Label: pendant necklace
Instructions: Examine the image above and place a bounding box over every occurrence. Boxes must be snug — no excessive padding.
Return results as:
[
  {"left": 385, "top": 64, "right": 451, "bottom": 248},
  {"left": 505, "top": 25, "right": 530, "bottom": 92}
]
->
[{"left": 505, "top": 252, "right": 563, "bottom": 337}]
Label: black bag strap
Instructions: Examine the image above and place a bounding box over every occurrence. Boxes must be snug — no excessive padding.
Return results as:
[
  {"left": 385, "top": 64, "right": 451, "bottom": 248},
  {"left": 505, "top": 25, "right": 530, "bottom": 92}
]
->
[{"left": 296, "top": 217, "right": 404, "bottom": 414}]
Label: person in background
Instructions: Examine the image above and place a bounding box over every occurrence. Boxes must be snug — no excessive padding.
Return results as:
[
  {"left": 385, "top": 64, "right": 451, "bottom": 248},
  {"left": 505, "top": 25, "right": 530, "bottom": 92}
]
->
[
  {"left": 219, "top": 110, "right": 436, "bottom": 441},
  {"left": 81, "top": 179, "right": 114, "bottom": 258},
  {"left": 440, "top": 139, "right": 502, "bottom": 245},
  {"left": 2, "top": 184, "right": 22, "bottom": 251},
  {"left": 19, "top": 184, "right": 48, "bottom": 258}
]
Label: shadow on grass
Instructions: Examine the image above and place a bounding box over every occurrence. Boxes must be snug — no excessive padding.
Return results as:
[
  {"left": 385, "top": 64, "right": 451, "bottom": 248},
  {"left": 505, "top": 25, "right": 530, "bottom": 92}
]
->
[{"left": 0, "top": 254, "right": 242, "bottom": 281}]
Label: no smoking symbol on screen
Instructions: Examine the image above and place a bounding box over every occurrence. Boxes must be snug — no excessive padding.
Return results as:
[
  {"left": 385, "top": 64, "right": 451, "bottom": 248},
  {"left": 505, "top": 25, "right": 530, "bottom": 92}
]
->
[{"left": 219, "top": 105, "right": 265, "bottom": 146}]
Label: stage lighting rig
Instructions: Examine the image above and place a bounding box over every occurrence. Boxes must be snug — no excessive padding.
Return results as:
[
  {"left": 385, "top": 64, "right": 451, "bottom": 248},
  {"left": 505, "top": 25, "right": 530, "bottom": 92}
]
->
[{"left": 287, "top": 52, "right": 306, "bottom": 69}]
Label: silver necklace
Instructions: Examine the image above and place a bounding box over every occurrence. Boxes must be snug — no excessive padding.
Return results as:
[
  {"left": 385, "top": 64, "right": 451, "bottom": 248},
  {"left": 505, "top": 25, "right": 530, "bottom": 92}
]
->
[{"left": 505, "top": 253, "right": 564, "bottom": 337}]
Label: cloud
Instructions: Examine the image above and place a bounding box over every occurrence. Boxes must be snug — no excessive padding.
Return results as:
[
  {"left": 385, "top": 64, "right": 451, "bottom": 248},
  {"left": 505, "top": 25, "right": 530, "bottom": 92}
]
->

* About this exercise
Exactly as they stand, write out all of the entries.

* Your response
Label: pendant necklace
Instructions: Examine the image above and place a bounding box over every occurrence. Boxes must be snug — no excessive padding.
Return results as:
[
  {"left": 385, "top": 64, "right": 451, "bottom": 248},
  {"left": 505, "top": 25, "right": 530, "bottom": 92}
]
->
[{"left": 505, "top": 252, "right": 563, "bottom": 337}]
Label: black bag strap
Instructions: Examine the image above and place a bounding box over every occurrence. Boxes must be snug — no excessive padding.
Return results as:
[
  {"left": 385, "top": 64, "right": 451, "bottom": 248},
  {"left": 505, "top": 25, "right": 530, "bottom": 92}
]
->
[{"left": 296, "top": 217, "right": 404, "bottom": 414}]
Label: person in background
Instructions: Examine the image above and place a bounding box over every occurrence. Boxes must be snug — no excessive padding.
Return results as:
[
  {"left": 385, "top": 64, "right": 451, "bottom": 248},
  {"left": 505, "top": 25, "right": 530, "bottom": 92}
]
->
[
  {"left": 219, "top": 110, "right": 436, "bottom": 441},
  {"left": 81, "top": 179, "right": 114, "bottom": 258},
  {"left": 440, "top": 139, "right": 502, "bottom": 245},
  {"left": 2, "top": 184, "right": 22, "bottom": 251},
  {"left": 19, "top": 184, "right": 48, "bottom": 258}
]
Label: shadow on grass
Instructions: Examine the image above and place a bounding box over every occurrence. Boxes must be snug — no excessive padding.
Return results as:
[
  {"left": 385, "top": 64, "right": 451, "bottom": 248},
  {"left": 505, "top": 25, "right": 530, "bottom": 92}
]
->
[{"left": 0, "top": 254, "right": 242, "bottom": 281}]
Label: no smoking symbol on screen
Instructions: Examine the image above and place a bounding box over every occurrence. Boxes must be snug — no excessive padding.
Return results as:
[
  {"left": 385, "top": 64, "right": 451, "bottom": 248},
  {"left": 505, "top": 25, "right": 530, "bottom": 92}
]
->
[{"left": 219, "top": 105, "right": 265, "bottom": 146}]
Label: stage lighting rig
Instructions: Examine the image above and place a bounding box over every occurrence. Boxes must be snug — no excessive padding.
Return results as:
[
  {"left": 385, "top": 64, "right": 451, "bottom": 248},
  {"left": 505, "top": 25, "right": 530, "bottom": 92}
]
->
[{"left": 287, "top": 52, "right": 306, "bottom": 69}]
Label: silver necklace
Instructions: Examine the image above and place a bounding box over every occurrence. Boxes must be snug — no excessive padding.
Return results as:
[
  {"left": 385, "top": 64, "right": 451, "bottom": 248},
  {"left": 505, "top": 25, "right": 530, "bottom": 92}
]
->
[{"left": 505, "top": 253, "right": 564, "bottom": 337}]
Label: cloud
Instructions: Examine the image above and place a bounding box over every occurrence. Boxes must be snug — no excessive padding.
Return results as:
[
  {"left": 385, "top": 64, "right": 451, "bottom": 248},
  {"left": 505, "top": 25, "right": 530, "bottom": 92}
]
->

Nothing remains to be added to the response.